• **Task brief**
Extract everything from the start of the items down to the line containing "486 88 L 448", inclusive, reproducing each line verbatim.

## BEGIN Material for this exercise

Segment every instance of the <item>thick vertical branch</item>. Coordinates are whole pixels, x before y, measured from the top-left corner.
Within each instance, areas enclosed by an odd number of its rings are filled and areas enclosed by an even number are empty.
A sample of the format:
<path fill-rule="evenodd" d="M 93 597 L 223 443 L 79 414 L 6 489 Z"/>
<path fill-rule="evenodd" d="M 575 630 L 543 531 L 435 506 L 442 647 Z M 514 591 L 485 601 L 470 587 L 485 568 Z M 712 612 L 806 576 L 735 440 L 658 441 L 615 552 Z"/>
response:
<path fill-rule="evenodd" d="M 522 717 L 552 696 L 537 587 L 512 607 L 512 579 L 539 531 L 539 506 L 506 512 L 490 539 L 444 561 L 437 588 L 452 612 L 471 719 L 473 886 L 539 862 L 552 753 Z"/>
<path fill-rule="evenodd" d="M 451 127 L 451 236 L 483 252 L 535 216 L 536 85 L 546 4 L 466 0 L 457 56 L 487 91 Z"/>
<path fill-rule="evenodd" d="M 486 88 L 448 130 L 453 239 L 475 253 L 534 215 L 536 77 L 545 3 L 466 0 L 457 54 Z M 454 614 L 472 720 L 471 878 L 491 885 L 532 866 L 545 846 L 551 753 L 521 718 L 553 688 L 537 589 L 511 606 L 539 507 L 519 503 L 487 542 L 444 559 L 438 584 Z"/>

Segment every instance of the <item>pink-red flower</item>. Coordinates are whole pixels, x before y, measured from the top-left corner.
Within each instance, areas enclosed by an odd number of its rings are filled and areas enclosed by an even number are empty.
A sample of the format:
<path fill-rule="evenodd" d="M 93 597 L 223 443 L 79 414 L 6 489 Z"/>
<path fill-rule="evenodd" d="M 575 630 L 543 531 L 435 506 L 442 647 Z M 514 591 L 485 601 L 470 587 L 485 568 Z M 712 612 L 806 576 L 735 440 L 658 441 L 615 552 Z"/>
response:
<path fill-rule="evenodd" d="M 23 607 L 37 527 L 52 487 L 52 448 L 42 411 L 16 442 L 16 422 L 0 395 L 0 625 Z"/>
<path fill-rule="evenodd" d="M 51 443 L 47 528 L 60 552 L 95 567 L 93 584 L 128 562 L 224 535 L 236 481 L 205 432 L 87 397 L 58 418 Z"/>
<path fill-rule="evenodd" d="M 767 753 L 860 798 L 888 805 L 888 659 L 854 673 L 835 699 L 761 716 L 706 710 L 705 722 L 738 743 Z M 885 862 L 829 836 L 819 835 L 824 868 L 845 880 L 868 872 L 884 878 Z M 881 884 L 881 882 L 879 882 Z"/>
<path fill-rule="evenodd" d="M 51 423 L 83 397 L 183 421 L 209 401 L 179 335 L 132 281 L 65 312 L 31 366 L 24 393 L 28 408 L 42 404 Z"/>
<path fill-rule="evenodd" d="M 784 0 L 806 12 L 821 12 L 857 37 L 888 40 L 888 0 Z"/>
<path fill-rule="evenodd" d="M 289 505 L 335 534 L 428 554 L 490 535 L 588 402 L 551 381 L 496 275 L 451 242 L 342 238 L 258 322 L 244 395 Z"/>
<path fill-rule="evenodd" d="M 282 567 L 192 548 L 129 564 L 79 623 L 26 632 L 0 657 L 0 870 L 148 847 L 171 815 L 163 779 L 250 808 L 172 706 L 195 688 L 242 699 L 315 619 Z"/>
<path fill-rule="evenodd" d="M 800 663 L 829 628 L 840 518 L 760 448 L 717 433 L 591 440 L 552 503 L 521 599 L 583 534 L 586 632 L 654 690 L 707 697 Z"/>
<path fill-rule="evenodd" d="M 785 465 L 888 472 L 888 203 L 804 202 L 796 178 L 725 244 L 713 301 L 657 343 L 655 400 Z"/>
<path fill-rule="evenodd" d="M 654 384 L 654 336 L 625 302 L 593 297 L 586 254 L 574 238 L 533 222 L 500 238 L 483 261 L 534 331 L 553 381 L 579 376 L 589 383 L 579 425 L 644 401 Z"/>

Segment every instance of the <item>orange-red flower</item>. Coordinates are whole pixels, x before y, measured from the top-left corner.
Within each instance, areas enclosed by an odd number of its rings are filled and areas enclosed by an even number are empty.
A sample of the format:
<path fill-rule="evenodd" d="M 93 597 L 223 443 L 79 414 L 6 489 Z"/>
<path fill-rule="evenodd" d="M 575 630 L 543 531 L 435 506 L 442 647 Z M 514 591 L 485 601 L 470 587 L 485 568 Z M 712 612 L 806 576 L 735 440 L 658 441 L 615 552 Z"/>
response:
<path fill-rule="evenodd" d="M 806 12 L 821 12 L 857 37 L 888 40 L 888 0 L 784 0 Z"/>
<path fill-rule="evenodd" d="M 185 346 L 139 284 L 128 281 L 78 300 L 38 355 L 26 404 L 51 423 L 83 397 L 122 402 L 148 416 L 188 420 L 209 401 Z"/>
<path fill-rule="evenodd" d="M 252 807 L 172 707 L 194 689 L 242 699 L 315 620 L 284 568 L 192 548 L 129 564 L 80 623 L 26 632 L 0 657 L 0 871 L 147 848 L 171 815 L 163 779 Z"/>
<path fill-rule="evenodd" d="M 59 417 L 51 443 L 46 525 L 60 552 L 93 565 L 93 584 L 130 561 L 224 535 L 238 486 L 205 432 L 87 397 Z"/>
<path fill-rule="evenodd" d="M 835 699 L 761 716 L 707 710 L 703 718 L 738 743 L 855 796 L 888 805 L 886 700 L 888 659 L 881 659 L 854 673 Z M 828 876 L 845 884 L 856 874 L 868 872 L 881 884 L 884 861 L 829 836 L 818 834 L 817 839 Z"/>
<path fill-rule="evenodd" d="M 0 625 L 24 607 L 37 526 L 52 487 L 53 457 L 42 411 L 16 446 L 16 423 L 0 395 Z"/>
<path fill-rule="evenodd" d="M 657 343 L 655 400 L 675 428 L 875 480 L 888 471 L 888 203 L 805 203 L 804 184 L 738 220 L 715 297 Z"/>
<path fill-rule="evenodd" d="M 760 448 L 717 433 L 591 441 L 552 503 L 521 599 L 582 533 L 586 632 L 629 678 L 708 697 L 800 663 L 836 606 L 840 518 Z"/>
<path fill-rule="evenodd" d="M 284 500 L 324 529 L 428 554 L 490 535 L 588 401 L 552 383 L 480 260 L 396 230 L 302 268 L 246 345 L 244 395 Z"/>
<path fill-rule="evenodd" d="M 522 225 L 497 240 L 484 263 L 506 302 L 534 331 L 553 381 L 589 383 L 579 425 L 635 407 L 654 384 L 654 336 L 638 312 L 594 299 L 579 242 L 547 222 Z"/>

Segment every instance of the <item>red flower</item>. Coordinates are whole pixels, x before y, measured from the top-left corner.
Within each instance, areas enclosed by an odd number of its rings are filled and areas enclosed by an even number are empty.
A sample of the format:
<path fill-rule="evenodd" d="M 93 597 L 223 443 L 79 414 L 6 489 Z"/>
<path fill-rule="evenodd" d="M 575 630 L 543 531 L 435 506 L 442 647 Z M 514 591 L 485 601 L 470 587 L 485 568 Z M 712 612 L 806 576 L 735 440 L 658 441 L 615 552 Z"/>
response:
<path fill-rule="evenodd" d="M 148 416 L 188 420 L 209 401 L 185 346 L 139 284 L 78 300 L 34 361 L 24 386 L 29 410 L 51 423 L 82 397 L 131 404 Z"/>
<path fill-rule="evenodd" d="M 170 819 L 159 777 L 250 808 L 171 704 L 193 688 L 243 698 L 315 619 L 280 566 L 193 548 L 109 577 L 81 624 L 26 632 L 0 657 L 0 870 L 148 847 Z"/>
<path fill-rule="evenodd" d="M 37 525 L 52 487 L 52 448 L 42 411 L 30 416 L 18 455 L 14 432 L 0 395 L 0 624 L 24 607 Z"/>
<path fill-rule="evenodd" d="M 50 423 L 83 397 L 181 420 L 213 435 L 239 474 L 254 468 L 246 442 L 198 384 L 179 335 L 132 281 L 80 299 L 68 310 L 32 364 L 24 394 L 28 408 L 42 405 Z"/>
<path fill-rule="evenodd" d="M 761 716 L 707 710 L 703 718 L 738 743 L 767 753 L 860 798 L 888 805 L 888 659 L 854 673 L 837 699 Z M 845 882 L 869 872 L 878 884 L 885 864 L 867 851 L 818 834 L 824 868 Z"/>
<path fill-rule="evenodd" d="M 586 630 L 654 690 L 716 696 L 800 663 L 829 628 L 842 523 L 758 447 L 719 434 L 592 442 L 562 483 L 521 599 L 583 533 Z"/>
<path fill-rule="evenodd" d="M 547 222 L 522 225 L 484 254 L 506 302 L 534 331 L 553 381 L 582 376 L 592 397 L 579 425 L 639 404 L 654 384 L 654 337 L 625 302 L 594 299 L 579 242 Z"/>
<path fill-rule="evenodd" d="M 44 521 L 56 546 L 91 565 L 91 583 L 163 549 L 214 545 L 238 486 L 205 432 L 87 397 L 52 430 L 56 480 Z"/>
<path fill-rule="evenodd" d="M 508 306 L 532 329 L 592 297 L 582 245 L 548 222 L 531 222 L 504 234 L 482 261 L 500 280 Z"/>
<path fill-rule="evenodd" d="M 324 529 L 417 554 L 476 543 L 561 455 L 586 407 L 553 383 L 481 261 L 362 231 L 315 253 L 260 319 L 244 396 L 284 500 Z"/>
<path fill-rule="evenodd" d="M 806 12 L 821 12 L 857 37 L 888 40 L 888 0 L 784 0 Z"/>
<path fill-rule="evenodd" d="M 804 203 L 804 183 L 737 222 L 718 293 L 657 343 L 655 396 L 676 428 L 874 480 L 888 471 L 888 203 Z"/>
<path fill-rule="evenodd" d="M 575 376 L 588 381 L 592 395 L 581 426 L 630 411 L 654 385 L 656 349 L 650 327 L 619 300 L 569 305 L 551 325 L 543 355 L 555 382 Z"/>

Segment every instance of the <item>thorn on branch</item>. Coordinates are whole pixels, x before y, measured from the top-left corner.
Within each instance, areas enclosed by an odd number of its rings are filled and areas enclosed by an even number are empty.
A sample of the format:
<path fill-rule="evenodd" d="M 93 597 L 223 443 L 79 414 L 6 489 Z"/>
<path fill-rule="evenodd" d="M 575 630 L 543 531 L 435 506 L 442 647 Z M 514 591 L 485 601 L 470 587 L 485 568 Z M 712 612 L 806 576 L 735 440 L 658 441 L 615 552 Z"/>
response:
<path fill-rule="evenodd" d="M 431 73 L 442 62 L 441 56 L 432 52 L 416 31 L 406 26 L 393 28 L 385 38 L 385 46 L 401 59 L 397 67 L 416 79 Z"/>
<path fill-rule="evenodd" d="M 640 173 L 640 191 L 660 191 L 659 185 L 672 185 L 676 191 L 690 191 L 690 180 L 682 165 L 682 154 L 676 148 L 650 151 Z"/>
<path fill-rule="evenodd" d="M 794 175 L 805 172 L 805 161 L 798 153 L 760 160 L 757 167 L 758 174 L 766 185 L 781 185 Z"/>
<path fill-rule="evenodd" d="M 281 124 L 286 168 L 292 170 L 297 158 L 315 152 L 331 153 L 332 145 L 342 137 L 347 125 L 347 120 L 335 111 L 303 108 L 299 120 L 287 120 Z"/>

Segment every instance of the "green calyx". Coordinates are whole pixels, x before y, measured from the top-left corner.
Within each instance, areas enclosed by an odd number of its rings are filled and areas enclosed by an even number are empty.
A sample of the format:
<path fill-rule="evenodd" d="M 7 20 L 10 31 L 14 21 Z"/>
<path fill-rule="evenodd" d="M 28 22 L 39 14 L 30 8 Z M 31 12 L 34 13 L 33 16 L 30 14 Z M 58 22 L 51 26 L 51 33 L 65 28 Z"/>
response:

## END Material for this exercise

• **Solution to this exercise**
Segment every instance of the <item>thick vertical branch</item>. Coordinates are whole pixels, x before y, measured from the top-left corner.
Within each instance, areas enclosed by an odd number of its rings are filled and areas enclosed by an even number are empty.
A sample of the format:
<path fill-rule="evenodd" d="M 93 597 L 223 443 L 79 414 L 6 489 Z"/>
<path fill-rule="evenodd" d="M 575 630 L 543 531 L 435 506 L 442 647 Z M 514 591 L 485 601 L 470 587 L 485 568 Z M 712 612 L 806 576 L 735 440 L 658 441 L 615 552 Z"/>
response:
<path fill-rule="evenodd" d="M 522 717 L 552 696 L 537 587 L 512 607 L 512 579 L 539 531 L 539 506 L 506 512 L 490 539 L 444 561 L 437 588 L 452 612 L 471 719 L 473 886 L 539 862 L 552 753 Z"/>
<path fill-rule="evenodd" d="M 451 127 L 451 236 L 483 252 L 535 216 L 536 85 L 546 4 L 466 0 L 457 56 L 487 91 Z"/>
<path fill-rule="evenodd" d="M 486 88 L 448 130 L 453 239 L 475 253 L 534 215 L 536 77 L 545 3 L 466 0 L 457 54 Z M 454 614 L 472 720 L 471 878 L 491 885 L 532 866 L 545 846 L 551 753 L 521 718 L 553 688 L 537 589 L 511 606 L 539 507 L 519 503 L 487 542 L 444 559 L 438 584 Z"/>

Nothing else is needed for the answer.